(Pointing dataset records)
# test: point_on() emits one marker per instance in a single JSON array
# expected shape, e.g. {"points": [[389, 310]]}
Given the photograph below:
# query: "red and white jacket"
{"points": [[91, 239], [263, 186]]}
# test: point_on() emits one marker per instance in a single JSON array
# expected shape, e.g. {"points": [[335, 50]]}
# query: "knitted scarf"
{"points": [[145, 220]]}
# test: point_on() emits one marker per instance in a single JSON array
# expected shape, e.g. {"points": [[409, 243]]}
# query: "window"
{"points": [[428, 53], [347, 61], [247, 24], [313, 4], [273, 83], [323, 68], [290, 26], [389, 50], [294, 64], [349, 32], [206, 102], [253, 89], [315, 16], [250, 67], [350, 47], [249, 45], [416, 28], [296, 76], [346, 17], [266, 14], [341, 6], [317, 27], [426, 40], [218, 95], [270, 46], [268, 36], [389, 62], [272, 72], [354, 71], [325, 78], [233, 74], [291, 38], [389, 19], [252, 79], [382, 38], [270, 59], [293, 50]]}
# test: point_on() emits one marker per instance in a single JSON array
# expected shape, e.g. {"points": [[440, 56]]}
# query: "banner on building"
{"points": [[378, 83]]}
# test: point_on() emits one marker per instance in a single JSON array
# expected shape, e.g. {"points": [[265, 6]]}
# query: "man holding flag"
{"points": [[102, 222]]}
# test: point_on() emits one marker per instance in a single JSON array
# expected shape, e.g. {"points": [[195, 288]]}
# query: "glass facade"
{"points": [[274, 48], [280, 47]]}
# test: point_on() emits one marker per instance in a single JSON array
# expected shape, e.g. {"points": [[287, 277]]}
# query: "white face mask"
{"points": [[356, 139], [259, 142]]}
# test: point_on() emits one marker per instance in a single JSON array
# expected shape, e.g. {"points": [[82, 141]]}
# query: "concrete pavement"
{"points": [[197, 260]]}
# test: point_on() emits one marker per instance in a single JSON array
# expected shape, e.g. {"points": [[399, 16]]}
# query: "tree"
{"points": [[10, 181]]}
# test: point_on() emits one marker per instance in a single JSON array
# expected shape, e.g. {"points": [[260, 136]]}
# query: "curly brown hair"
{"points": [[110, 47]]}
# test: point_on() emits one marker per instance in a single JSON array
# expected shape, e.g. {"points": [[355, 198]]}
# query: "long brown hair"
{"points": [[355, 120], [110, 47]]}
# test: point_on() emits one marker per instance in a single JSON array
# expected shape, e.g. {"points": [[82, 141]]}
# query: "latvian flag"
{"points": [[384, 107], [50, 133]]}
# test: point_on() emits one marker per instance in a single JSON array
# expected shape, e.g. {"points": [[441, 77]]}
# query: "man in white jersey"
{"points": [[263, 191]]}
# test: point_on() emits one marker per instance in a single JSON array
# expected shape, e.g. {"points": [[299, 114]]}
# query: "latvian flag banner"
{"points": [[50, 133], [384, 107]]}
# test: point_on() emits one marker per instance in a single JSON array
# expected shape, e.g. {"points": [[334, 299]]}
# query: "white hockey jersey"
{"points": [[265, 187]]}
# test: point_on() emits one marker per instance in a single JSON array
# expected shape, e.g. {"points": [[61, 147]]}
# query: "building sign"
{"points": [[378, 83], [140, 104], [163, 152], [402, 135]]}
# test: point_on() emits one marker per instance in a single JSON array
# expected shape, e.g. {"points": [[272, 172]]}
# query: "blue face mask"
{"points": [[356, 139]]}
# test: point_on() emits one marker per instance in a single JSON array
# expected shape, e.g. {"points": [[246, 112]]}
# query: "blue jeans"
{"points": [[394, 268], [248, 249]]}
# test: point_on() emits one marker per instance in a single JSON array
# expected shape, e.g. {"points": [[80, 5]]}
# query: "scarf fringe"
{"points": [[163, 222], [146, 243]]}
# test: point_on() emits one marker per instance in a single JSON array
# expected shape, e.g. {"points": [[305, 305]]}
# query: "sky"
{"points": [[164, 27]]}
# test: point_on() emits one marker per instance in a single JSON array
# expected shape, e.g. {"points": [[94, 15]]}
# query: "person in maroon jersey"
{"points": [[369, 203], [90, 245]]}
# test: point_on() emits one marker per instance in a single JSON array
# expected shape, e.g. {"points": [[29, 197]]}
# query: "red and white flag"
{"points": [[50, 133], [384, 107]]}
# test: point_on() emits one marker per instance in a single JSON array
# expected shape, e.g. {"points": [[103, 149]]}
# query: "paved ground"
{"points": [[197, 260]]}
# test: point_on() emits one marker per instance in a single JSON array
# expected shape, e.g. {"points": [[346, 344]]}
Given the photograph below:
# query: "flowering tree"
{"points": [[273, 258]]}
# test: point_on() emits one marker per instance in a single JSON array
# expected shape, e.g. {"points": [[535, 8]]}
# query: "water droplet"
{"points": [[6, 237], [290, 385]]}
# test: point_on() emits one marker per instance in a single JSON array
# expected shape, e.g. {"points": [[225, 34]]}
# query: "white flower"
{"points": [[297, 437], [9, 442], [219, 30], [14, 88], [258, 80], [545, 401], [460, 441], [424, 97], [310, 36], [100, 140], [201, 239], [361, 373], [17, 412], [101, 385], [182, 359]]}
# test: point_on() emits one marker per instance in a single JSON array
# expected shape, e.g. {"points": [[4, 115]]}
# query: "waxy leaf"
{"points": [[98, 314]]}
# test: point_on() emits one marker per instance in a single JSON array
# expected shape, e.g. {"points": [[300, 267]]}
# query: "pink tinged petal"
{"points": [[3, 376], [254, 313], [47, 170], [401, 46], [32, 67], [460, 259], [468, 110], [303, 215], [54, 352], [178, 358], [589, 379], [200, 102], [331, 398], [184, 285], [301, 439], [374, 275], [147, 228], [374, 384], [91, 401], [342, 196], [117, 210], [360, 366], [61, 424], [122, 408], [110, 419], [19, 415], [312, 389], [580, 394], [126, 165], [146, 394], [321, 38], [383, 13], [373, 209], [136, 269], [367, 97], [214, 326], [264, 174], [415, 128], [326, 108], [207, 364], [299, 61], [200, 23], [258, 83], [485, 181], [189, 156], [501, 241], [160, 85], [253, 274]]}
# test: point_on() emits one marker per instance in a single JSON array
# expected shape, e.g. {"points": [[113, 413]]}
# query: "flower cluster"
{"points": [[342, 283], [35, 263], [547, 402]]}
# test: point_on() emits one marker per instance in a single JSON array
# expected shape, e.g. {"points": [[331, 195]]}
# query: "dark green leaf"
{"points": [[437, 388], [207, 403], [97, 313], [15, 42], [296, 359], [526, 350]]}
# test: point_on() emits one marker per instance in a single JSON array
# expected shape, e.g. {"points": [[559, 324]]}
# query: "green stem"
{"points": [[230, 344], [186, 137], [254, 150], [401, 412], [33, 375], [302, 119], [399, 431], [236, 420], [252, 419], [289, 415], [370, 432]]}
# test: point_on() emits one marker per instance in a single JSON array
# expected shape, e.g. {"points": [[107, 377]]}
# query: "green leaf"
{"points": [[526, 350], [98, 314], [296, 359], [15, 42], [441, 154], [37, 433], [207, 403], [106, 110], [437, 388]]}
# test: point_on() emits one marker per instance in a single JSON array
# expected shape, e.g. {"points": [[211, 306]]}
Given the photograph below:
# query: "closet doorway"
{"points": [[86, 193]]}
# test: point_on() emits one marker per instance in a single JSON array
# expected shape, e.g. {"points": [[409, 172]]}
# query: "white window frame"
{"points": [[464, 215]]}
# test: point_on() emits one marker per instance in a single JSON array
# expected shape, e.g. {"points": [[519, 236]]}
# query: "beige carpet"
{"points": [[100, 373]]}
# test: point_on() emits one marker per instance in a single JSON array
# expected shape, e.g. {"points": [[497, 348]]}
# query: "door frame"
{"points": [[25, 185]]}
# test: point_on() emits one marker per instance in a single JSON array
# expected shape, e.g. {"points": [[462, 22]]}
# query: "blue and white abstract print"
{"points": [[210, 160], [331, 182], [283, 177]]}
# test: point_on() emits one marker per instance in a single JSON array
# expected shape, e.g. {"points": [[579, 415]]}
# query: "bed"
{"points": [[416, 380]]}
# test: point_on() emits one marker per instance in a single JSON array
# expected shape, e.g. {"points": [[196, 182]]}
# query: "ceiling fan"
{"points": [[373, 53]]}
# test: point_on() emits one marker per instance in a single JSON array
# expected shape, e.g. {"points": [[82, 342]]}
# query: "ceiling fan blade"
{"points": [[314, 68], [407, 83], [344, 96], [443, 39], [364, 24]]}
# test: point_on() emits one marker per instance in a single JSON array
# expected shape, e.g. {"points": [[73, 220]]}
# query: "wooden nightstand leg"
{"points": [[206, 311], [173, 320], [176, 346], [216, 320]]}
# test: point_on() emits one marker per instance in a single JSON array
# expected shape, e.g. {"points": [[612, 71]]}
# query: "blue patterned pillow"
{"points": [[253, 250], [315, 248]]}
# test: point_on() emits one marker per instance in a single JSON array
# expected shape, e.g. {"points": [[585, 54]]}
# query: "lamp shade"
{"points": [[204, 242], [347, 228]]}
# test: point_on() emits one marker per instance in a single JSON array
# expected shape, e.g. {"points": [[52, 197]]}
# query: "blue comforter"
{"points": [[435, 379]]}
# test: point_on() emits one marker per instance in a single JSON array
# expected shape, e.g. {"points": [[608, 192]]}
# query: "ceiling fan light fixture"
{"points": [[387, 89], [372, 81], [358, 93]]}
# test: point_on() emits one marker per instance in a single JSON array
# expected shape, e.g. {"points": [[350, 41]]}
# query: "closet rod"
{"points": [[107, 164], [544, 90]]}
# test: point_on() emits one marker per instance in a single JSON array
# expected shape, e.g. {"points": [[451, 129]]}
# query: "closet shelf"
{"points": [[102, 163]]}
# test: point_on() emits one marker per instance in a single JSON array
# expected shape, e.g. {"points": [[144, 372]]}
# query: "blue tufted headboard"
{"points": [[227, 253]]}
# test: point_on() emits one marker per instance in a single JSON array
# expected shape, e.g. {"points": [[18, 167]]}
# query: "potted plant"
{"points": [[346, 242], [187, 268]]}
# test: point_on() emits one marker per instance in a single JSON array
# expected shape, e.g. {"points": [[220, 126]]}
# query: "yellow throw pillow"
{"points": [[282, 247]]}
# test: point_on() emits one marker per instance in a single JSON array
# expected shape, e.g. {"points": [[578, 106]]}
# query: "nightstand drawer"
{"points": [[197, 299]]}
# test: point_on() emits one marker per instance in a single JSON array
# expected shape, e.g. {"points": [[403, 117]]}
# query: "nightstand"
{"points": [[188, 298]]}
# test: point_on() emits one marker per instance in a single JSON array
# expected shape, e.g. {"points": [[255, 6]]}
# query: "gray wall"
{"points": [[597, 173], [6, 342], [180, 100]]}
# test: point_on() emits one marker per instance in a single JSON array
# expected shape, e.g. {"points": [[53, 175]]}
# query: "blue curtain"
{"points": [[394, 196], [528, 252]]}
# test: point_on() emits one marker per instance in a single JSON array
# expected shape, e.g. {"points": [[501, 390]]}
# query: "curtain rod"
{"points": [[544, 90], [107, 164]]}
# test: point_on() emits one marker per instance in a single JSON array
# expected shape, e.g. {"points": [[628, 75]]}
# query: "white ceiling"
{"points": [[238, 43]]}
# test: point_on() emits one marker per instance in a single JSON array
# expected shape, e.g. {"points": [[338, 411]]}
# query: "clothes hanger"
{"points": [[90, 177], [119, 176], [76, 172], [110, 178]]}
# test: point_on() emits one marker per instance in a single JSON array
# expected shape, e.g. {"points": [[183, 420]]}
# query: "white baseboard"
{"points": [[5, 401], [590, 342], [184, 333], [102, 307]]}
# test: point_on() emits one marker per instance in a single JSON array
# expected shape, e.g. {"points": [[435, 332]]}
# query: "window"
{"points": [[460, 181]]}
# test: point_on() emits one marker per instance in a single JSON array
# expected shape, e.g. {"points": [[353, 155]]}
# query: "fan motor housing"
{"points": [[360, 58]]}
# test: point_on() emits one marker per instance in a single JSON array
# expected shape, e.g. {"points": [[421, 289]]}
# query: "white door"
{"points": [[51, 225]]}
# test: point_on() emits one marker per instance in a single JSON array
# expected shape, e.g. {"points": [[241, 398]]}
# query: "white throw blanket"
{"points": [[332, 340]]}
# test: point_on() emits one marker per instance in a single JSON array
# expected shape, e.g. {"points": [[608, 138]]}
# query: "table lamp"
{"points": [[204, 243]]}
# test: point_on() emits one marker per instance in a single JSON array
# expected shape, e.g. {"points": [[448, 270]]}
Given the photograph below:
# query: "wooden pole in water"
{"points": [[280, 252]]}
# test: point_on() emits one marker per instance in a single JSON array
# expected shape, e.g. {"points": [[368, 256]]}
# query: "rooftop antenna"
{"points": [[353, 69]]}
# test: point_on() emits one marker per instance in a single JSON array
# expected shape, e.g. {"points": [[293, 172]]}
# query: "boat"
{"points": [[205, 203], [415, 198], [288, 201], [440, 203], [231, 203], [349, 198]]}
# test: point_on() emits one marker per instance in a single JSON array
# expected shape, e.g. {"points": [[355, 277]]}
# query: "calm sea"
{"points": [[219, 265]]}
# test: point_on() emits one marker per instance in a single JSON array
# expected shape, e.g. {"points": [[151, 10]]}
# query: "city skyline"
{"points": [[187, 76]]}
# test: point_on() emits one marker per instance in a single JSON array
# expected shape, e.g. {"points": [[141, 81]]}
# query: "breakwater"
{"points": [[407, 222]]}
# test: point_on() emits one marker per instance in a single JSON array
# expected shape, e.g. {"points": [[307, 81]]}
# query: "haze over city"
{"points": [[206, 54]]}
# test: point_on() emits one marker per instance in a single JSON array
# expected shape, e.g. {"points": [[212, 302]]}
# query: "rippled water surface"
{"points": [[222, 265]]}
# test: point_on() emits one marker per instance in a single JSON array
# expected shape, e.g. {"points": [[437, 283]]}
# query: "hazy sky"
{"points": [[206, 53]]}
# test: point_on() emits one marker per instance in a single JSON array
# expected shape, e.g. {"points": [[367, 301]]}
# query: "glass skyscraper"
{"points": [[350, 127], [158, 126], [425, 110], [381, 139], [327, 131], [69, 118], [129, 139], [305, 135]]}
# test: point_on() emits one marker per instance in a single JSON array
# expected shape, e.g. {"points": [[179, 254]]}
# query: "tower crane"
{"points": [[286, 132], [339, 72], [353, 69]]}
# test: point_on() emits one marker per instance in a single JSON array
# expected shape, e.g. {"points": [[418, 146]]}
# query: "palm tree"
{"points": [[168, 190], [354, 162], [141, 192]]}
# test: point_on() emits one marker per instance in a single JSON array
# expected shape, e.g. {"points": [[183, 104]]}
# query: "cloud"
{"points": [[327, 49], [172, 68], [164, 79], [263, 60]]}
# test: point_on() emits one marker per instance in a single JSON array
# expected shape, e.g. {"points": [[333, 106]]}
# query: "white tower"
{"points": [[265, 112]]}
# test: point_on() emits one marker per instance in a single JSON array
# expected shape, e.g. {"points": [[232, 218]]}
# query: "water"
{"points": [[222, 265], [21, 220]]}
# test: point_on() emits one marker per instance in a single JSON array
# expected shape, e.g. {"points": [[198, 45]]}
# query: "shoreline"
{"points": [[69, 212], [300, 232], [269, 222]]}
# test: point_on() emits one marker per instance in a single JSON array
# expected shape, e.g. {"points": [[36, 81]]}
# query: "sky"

What you will do | Extract every line of the records above that contains the word "hair", and copy each one in full.

The response |
# query: "curly brown hair"
# query: "long brown hair"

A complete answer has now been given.